Texto proporcionado.
● ● ●

José Coronado aún es hermoso y aún hace como que no se da cuenta (¿será esa, quizá, la interpretación más larga de su vida?): en fin, nosotros fingiremos que tampoco. Tiene Coronado una presencia curiosa, más bien suave, opacada, modesta sin dejar de ser profunda. Es como si no quisiera brillar. Como si desease camuflarse con el sofá, con las columnas, con el Madrid que se extiende lleno de ladrillo y saliva a través de estas ventanas tan altas y nubladas. Se desliza por los espacios del Círculo de Bellas Artes medio escurridizo, medio sigiloso, y habla con el tono de voz justo para recordar que existe, poco más.
La piel, el pelo, la ropa. Todo es discreto, todo es sencillo. Parece un asceta. Está a punto de levitar. Segrega una extraña paz. Luego me contará que le apasionan las filosofías orientales y todo tendrá sentido al volver a mirar al hombre que apenas pisa el suelo, al hombre que vuela bajito. Se le va poniendo cara de sabio, quizá porque son ya 66 años y, ustedes lo saben, 66 años son muchas noches.
Tiene el detalle José de no quejarse (como hacen tantos otros guapos) de haber sido tan guapo. No habrá cosa más antipática. Digamos que él tuvo paciencia y esperó a que la belleza hiciese su trabajo, que suele ser irse. Pero en su caso, esa dama fatal se aleja despacito.
Es mejor que antes, Coronado, es mejor su cara, es mejor su cansancio elocuente, es mejor su frente despejada llena de preguntas que le respondió la experiencia: miren que ser un galán es un lujo reservado a unos pocos, pero enterarse de qué va la vida también es otro... y está reservado para aún menos. Él lo hace. Y elige bien las palabras que usa porque sabe que las palabras son los mimbres de la cesta del mundo. Y su serenidad expectora. Y su amabilidad, hoy, resulta hasta rebelde.
Ahora vuelve a los cines con Cerrar los ojos, la primera película de la leyenda Víctor Erice en treinta años donde el genio mahumorado (a ver qué genio conocen ustedes que sea unas castañuelas) teje su propia biografía, repasa sus proyectos fracasados, reinaigura su amor al cine y lo llena todo de un espeso desprecio hacia el mundo moderno y sus códigos antipoéticos.

● ● ●

Material recopilado.
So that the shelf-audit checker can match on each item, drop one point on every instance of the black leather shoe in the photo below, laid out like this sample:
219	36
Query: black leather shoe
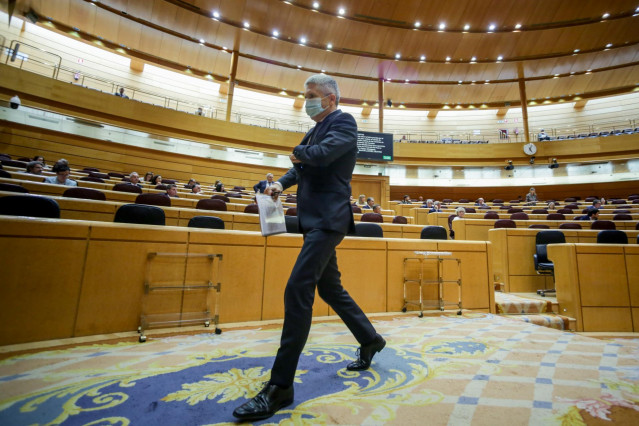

● ● ●

Copia otra vez el pasaje del texto sobre José Coronado que comienza con "Tiene el detalle" y continúa hasta "resulta hasta rebelde.", sustituyendo "galán" por "seductor".

Solución del ejercicio.
Tiene el detalle José de no quejarse (como hacen tantos otros guapos) de haber sido tan guapo. No habrá cosa más antipática. Digamos que él tuvo paciencia y esperó a que la belleza hiciese su trabajo, que suele ser irse. Pero en su caso, esa dama fatal se aleja despacito.
Es mejor que antes, Coronado, es mejor su cara, es mejor su cansancio elocuente, es mejor su frente despejada llena de preguntas que le respondió la experiencia: miren que ser un seductor es un lujo reservado a unos pocos, pero enterarse de qué va la vida también es otro... y está reservado para aún menos. Él lo hace. Y elige bien las palabras que usa porque sabe que las palabras son los mimbres de la cesta del mundo. Y su serenidad expectora. Y su amabilidad, hoy, resulta hasta rebelde.